_Source text_
============

Westheimer’s career as a frank-talking sex therapist happened largely by accident. “She went into this because she really felt there was an issue that needed solving, It wasn’t about becoming famous and it wasn’t about talking about sex,” explains Jacobson. “It was a deep need of the women in Harlem who were having abortions left and right, they knew nothing about birth control. She felt that somebody needed to educate them about what their options are. She wanted to give people control of their lives. Sex is so basic, yet we don’t talk about it. It’s the reason we’re here, she says, literally. It was what was needed. It had nothing to do with her ego. By the time she was famous, she was 60 and sort of a dumpy grandma. A very unlikely celebrity.”
Jacobson has dozens of productions to her credit, but Becoming Dr. Ruth is her first one-person play, a genre she does not particularly like. “Why am I telling this story to you tonight? Holly (Twyford, the show’s director) and I spent a lot of time with that. Because if there’s not a reason, there’s no point. And there usually isn’t.

============

_Information provided_
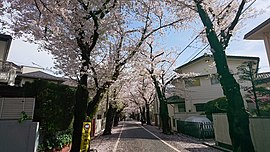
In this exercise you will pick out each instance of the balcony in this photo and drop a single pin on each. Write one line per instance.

============

_Instructions_
1. From the Westheimer passage, list each thing Jacobson says Westheimer's career "wasn't about" or "had nothing to do with."
2. Continue the Westheimer passage from its last sentence.

_Task-by-task outputs_
1.
becoming famous
talking about sex
her ego

2.
“What we’ve come up with now is that in this moment, as I say, ‘there’s something restless within me, a lot of turmoil.’ Every time she’s moved before was either that her life became untenable, or there’s something better over there and I’m going to go towards something. And this one time, she’s running away from something. And so that energy in her is not settled.
“She doesn’t like being alone, so she’s starting to spiral on her own. And the audience becomes her salvation. ‘Oh, I’m so glad you’re here. Thank God. So let me tell you what’s going on.’ I hope that comes through, as I turn to the audience for their help. And as I unpack and show the audience who I am, and how I became who I am, I begin to settle in myself so I can grieve. I haven’t grieved yet for my husband. So there’s a part of me that’s running away from grief. And having lived with him for 36 years in this house, the triggers for grief are everywhere.”
No matter how much you know about Westheimer, Jacobson feels you will enjoy her theatrical journey of Becoming Dr. Ruth. “Because it’s a very inspiring story about overcoming hardship with joy and optimism. It’s about realizing that your circumstances don’t dictate your behavior or your response. That you are in control of pretty much your whole life and how it’s going to play out,” she says. “Her story is so extreme, what she became and what she overcame is so inspiring, and it’s really, really funny. It’s very inspiring, it’s profound and it’s also funny.”
BECOMING DR. RUTH, Maltz Jupiter Theatre Island Theatre, 1001 Indiantown Road, Jupiter. Friday, Oct. 11–Sunday, Oct 20. $65. 561-575-2223.